START Recorded data

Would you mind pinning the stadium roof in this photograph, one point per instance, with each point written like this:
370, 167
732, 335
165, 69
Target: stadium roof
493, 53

END Recorded data

Task description →
Return all of the material exactly as written, from the first line through the last.

Finished task →
Would you mind pinning the stadium roof in this photograph, one point per instance, with each point written like this:
370, 167
732, 335
165, 69
Target: stadium roof
493, 53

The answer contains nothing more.